## What the task asks
Omit every picture and write out the rest of the records exactly.
::::::
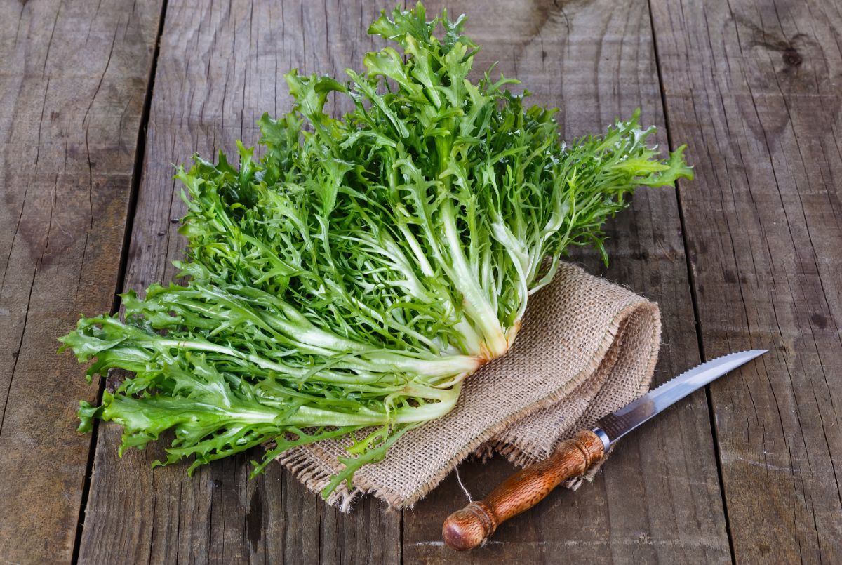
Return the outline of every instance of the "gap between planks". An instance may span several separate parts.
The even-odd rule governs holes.
[[[164,21],[167,17],[168,0],[161,3],[161,15],[158,18],[158,29],[155,34],[155,44],[152,47],[152,61],[149,67],[149,80],[147,81],[146,93],[143,99],[143,110],[141,113],[141,123],[137,128],[137,143],[135,152],[135,163],[131,174],[131,189],[129,193],[129,205],[125,216],[125,226],[123,231],[123,245],[120,253],[120,267],[117,269],[117,284],[115,287],[114,301],[111,303],[110,313],[114,315],[120,310],[120,293],[123,290],[125,280],[125,269],[129,263],[129,246],[131,243],[131,232],[135,223],[135,209],[137,205],[137,194],[140,191],[141,175],[143,172],[143,161],[147,154],[147,127],[149,125],[149,114],[152,109],[152,89],[155,86],[155,75],[157,72],[158,54],[161,50],[161,36],[163,35]],[[105,379],[100,379],[97,392],[97,403],[102,402],[103,392],[105,389]],[[99,430],[99,420],[93,420],[91,430],[90,448],[88,450],[88,462],[85,465],[85,478],[82,486],[82,501],[79,504],[78,520],[76,525],[76,535],[73,539],[73,552],[72,563],[79,562],[79,551],[82,547],[82,530],[85,527],[85,510],[88,507],[88,498],[91,491],[91,474],[93,471],[93,459],[97,450],[97,435]]]

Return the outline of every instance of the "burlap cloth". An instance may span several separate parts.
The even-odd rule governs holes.
[[[530,297],[512,349],[466,380],[456,407],[408,432],[328,503],[349,511],[369,493],[391,507],[410,507],[469,455],[498,452],[521,466],[546,458],[559,441],[648,389],[660,333],[656,304],[562,264],[552,283]],[[329,440],[279,461],[319,492],[343,455],[343,445]]]

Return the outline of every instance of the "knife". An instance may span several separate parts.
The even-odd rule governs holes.
[[[454,512],[442,526],[445,542],[456,551],[472,549],[512,516],[528,510],[563,481],[584,473],[620,438],[691,392],[763,354],[766,349],[732,353],[687,370],[658,388],[603,416],[590,430],[562,441],[549,458],[521,469],[487,498]]]

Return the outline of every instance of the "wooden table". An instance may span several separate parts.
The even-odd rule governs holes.
[[[560,108],[568,138],[642,107],[694,182],[641,191],[609,269],[663,311],[655,379],[748,348],[759,362],[624,440],[456,556],[453,477],[414,509],[344,515],[250,457],[188,478],[119,461],[120,429],[56,336],[115,291],[174,275],[173,163],[257,140],[282,74],[359,68],[381,8],[346,0],[3,3],[0,8],[0,562],[842,562],[842,4],[807,0],[449,3],[477,67]],[[430,13],[444,6],[430,1]],[[337,110],[347,109],[335,108]],[[509,465],[466,464],[482,494]]]

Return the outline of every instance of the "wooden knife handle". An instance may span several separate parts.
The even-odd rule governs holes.
[[[503,522],[544,499],[562,482],[584,473],[604,455],[602,440],[589,430],[562,441],[550,457],[521,469],[485,499],[454,512],[441,536],[457,552],[472,549],[488,539]]]

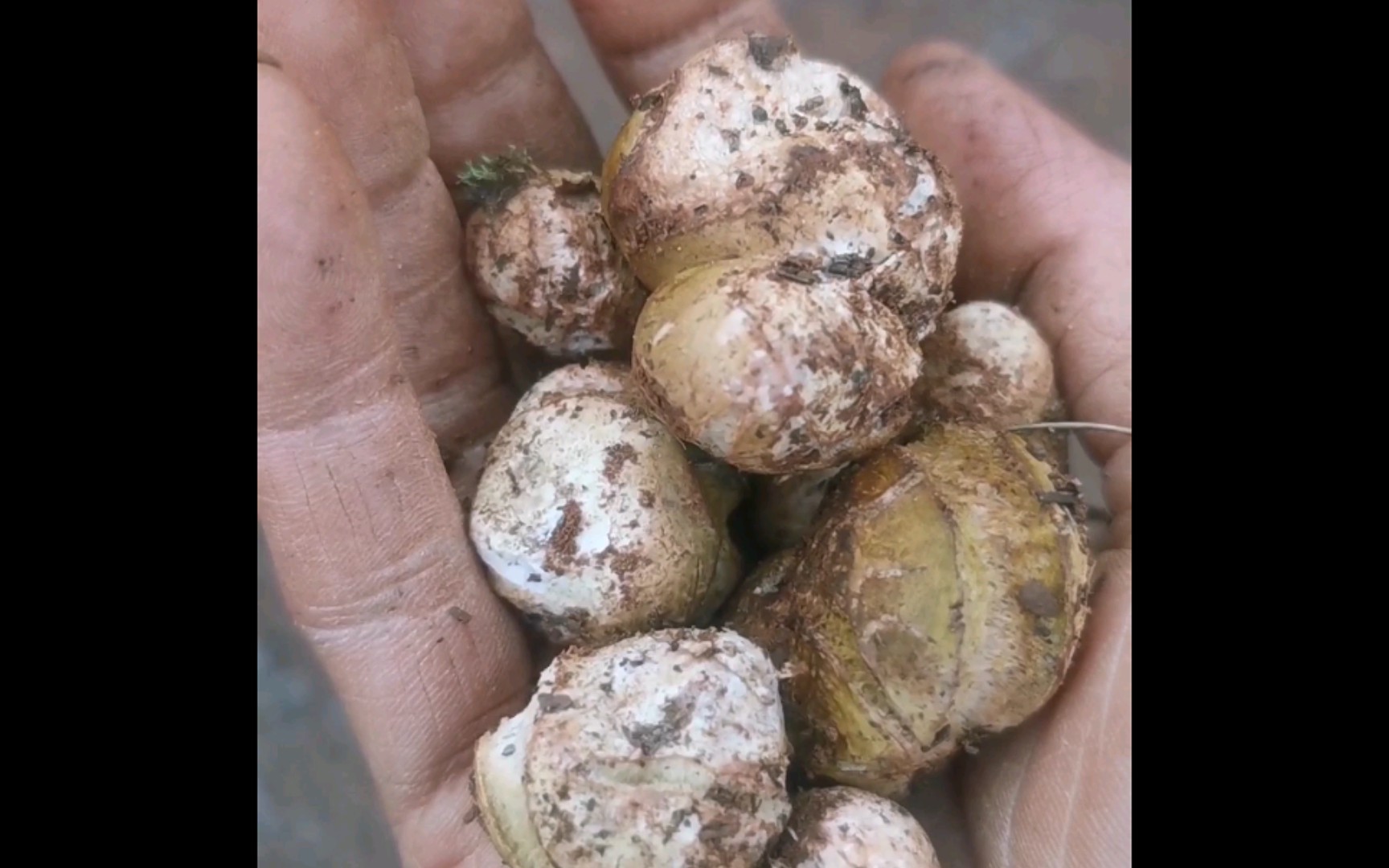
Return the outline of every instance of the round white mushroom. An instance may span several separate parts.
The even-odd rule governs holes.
::::::
## Problem solution
Return the outline of every instance of the "gap between planks". An instance may span several separate parts.
The even-odd rule governs holes.
[[[164,21],[167,17],[168,0],[161,3],[161,15],[158,18],[158,29],[155,34],[155,44],[152,47],[152,61],[149,67],[149,80],[147,81],[146,93],[143,99],[143,110],[141,113],[141,123],[137,128],[137,143],[135,152],[135,163],[131,174],[131,189],[129,193],[129,205],[125,216],[125,226],[123,231],[123,245],[120,253],[120,267],[117,269],[117,284],[115,287],[114,301],[111,303],[110,313],[114,315],[120,310],[120,293],[123,290],[125,280],[125,269],[129,263],[129,246],[131,243],[131,232],[135,223],[135,209],[137,205],[137,194],[140,191],[141,175],[143,172],[143,161],[147,154],[147,127],[149,125],[149,114],[152,109],[152,89],[155,86],[155,75],[157,72],[158,54],[161,50],[161,36],[163,35]],[[105,379],[100,379],[97,392],[97,403],[102,402],[103,392],[105,389]],[[99,430],[99,420],[93,420],[91,430],[90,448],[88,450],[88,462],[85,465],[85,478],[82,486],[82,501],[79,504],[78,520],[76,525],[76,535],[73,539],[73,552],[72,563],[79,562],[79,551],[82,547],[82,530],[85,527],[85,510],[88,507],[88,498],[91,491],[91,474],[93,471],[93,459],[97,450],[97,435]]]

Return the outline of every instance of the "burlap cloth". An instance may span several separate parts.
The even-odd rule governs holes.
[[[530,297],[512,349],[466,380],[456,407],[408,432],[328,503],[349,511],[369,493],[391,507],[410,507],[469,455],[498,452],[521,466],[546,458],[559,441],[648,389],[660,333],[656,304],[562,264],[552,283]],[[329,440],[279,461],[319,492],[343,455],[343,445]]]

Return the outline of every instance of the "knife". An instance may span several separate parts.
The even-odd rule governs holes.
[[[454,512],[442,526],[445,542],[456,551],[472,549],[512,516],[528,510],[563,481],[584,473],[620,438],[691,392],[763,354],[766,349],[732,353],[687,370],[658,388],[603,416],[590,430],[562,441],[549,458],[521,469],[487,498]]]

Return the outline of every instance of the "wooden table". An instance may span several separate parts.
The even-odd rule governs holes.
[[[560,108],[568,138],[642,107],[694,182],[641,191],[609,269],[663,311],[655,379],[748,348],[759,362],[624,440],[456,556],[453,477],[414,509],[344,515],[250,457],[188,478],[119,461],[120,429],[56,336],[115,291],[174,275],[173,163],[257,140],[282,74],[359,68],[381,8],[346,0],[3,3],[0,8],[0,562],[842,562],[842,4],[807,0],[449,3],[477,67]],[[430,13],[444,6],[430,1]],[[337,110],[347,109],[335,108]],[[509,465],[466,464],[482,494]]]

Return the outline of every instance of the "wooden knife handle". An instance may span several separate parts.
The even-odd rule governs holes.
[[[503,522],[544,499],[562,482],[584,473],[604,455],[602,440],[589,430],[562,441],[550,457],[521,469],[485,499],[454,512],[441,536],[457,552],[472,549],[488,539]]]

Return the outline of every instance of the round white mushroom. An instance may span several separate parts.
The even-odd rule governs holes.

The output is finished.